Point-per-instance localization data
--------------------------------

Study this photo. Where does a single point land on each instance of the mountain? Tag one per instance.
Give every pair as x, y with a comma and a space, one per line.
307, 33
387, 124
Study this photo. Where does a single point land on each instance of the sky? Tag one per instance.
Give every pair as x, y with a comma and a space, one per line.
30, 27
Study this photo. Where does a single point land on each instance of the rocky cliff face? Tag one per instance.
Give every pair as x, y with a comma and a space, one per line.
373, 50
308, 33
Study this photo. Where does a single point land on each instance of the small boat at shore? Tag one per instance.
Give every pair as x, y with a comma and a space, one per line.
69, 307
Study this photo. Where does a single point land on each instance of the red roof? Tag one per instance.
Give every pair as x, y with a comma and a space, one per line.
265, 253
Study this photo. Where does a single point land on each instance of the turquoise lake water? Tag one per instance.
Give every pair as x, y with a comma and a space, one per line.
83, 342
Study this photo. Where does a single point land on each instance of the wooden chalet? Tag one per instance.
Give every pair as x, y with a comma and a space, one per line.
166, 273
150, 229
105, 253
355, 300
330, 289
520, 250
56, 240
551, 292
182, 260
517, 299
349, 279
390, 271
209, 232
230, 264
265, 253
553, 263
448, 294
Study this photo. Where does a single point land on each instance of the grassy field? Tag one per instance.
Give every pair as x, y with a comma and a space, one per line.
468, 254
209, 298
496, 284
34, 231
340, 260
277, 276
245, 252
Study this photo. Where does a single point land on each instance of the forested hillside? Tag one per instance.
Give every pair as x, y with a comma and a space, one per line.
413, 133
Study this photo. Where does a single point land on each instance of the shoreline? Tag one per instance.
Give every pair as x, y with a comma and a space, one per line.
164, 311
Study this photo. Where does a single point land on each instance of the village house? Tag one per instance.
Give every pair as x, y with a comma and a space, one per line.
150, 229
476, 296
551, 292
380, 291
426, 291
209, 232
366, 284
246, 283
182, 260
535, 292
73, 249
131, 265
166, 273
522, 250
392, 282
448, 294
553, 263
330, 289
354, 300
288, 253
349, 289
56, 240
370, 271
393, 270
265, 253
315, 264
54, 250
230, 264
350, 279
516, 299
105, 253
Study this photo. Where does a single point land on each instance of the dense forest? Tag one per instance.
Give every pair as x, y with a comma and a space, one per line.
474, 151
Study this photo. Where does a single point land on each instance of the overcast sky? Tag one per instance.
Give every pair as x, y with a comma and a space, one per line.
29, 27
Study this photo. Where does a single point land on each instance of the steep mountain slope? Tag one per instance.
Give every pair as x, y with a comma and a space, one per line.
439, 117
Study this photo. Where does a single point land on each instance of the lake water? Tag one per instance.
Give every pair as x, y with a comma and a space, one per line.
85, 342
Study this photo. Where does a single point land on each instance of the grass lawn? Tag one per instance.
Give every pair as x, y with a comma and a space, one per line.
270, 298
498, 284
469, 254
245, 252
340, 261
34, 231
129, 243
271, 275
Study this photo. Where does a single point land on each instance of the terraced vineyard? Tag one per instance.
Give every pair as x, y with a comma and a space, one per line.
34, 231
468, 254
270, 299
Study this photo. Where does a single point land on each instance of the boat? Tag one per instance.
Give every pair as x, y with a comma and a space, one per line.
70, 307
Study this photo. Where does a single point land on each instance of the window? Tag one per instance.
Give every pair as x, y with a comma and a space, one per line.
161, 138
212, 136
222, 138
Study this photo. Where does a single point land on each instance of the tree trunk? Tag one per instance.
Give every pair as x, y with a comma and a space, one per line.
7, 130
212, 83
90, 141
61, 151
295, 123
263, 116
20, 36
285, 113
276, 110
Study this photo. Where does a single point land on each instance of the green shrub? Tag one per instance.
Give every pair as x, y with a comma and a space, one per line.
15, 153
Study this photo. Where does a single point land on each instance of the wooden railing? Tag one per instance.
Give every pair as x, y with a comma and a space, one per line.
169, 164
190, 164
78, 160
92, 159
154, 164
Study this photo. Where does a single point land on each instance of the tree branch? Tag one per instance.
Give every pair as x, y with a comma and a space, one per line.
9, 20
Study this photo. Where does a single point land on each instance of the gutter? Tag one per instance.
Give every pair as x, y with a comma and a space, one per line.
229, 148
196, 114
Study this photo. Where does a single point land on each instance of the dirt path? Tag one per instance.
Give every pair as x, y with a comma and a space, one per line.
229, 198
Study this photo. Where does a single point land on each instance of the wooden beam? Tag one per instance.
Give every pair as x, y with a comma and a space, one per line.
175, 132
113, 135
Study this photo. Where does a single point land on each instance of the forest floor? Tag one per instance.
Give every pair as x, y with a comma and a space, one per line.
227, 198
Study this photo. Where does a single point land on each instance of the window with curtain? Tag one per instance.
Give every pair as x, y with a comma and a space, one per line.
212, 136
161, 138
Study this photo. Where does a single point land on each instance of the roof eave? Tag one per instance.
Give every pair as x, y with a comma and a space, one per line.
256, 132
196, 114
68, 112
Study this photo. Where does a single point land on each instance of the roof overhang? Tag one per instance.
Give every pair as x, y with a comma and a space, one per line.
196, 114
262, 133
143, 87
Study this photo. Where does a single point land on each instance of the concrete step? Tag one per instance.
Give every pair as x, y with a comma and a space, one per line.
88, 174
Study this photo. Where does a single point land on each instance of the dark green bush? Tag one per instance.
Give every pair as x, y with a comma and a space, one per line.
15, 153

--------------------------------

All entries must be repeated verbatim.

Study this photo. Where does a single point land on each instance of the mountain? Tag one per instance.
Give every pair as x, y with a comma and a space, one per line.
307, 33
387, 124
Study this photo. Where does a single point land on each instance of the sky? Tag one per instance.
Give every pair as x, y with a comma and a space, one per line.
30, 27
Study this photo. Where does a single point land on each instance of the rocky cliff face? Tag one per instance.
Give every pair as x, y with a comma and a space, one per line.
373, 50
308, 33
Study this photo. Where does a single point land on each instance of the small boat at shore? Tag one per instance.
Give every pair as x, y with a comma and a space, one per line.
69, 307
Study this photo. Where does a single point land on each instance of the red roof? Tag one per instance.
Give every pair as x, y with a comma and a space, one per line.
265, 253
Study this photo. Where does a single point land on each instance of the turquoise lake water? Tag one per instance.
Give every pair as x, y with a comma and a space, one per line.
83, 342
Study this photo. Where does a single point land on each instance of the wooden chalet? Tag one per instance.
Give every pair as x, y with a comma and a space, one per line.
166, 273
150, 229
105, 253
355, 300
330, 289
520, 250
56, 240
551, 292
182, 260
517, 299
349, 279
390, 271
209, 232
230, 264
265, 253
553, 263
448, 294
Study this photo. Where does a single point land on each instance of the grassy field? Tag one per instance.
Give every pair as x, y with a comma and a space, one per line.
468, 254
209, 298
496, 284
34, 231
340, 260
277, 276
245, 252
Study this photo. Where does a single point land on each instance of the forested hillside? Tag one per instance.
Give every pair as x, y with a comma and a space, one per line.
413, 133
Study this photo. Where does a single point land on each instance of the shoreline? Tag one per instance.
Give every pair as x, y with a comma and a space, one per line.
164, 311
Study this photo. Where does a single point land on each instance of the village house? Tag one per instance.
Give every pair as x, y with a comma and a space, one per line.
150, 229
476, 296
551, 292
380, 291
426, 291
209, 232
366, 284
246, 283
182, 260
535, 292
73, 249
131, 265
166, 273
522, 250
392, 282
448, 294
553, 263
330, 289
354, 300
288, 253
349, 289
56, 240
370, 271
393, 270
265, 253
315, 264
54, 250
230, 264
350, 279
516, 299
105, 253
Study this photo. Where does a single point land on each instance of the dense forest? Tag one per instance.
Give every pair as x, y with a comma and a space, one per line.
474, 151
Study this photo. Where does a single point land on each instance of the overcast sky? Tag one per instance.
Give every pair as x, y with a comma and a space, one per line.
29, 27
Study this photo. Where does a single point land on each instance of the steep mountain slope? Tag one per instance.
Give every pair as x, y with a comma and a space, one per line.
439, 117
Study this photo. Where does a single point land on each instance of the lake water? Tag one per instance.
Give every pair as x, y with a comma and a space, one per line.
85, 342
Study this photo. Where does a single point land on each instance of the grass lawn? Tag one per instance.
Give every pair as x, y with a comma and a space, one per line.
270, 298
498, 284
469, 254
245, 252
340, 261
34, 231
129, 243
271, 275
Study this photo. Where does a single point land on each instance of the terraced vineyard? Tag one per instance.
Give every pair as x, y with a comma and a space, one per line.
34, 231
468, 254
270, 299
Study this photo. Where does a single point land on each instance of the boat? Tag one per instance.
Give every pair as x, y with a comma and a space, one per line.
70, 307
Study this photo. Where does a single point land on each instance of the window? Tag one per instance.
Give every pair as x, y with a comma and a space, one per line.
161, 138
212, 136
222, 138
Study this photo. Where does a single point land on each instance of the tree trunk? Tag one per instance.
Give every pair as x, y with a comma and a space, one per line.
7, 130
212, 83
90, 141
61, 151
295, 123
263, 116
20, 36
285, 113
276, 110
Study this photo. Where does a single point land on each instance of the green shrub? Tag one per instance.
Give every pair as x, y with a comma and a space, one per line.
15, 153
Study this photo. Where does a single point land on each instance of the wooden railing? Tag one per instance.
Give every pair as x, y with a comma and a space, one per line.
169, 164
190, 164
78, 160
92, 159
154, 164
Study this photo. Where does a single point land on each instance of the tree branch? Tag one per instance.
Give every pair as x, y with a comma and a space, one per line.
9, 20
Study this photo. Where does a single point land on each instance of the gutter? Tag one per instance.
Give every pair as x, y with a comma and a space, one per line.
229, 148
196, 114
Study this photo. Where does a single point land on each instance of the dirt path? Tag one per instance.
Give every pair as x, y with a comma and a space, one per line.
229, 198
Study this photo. Where does a single point land on each instance of the wooden beam? Tag one per instance.
Give every pair as x, y with a comma and a space, one per line.
175, 132
113, 135
Study this photo. Where does a single point land on each instance of the forest floor? Tag one per instance.
Give every pair as x, y with a comma and a space, one per line.
227, 198
Study this photo. Where does a single point land on each instance of the window with curtain? Tag one per instance.
Give every pair as x, y with a comma and a space, one per line.
212, 136
161, 138
Study this photo. Where does a single point land on each instance of the roof eave? Tag one per instance.
Give every pair as x, y with a comma and a space, one per line.
256, 132
196, 114
68, 112
Study this photo. Where does a single point land on each instance of the roof overhang? Tag one per instance.
Give every pair as x, y with a comma and a space, one per line.
196, 114
262, 133
143, 87
Study this photo. Where does a single point land on each instance of the concrete step? Tag one per instance.
Give every pair as x, y with a comma and a space, one per line.
88, 174
Study this photo. Where does a single point land on each instance of the dark green bush? Tag one per instance.
Give every pair as x, y with a comma and a space, one per line.
15, 153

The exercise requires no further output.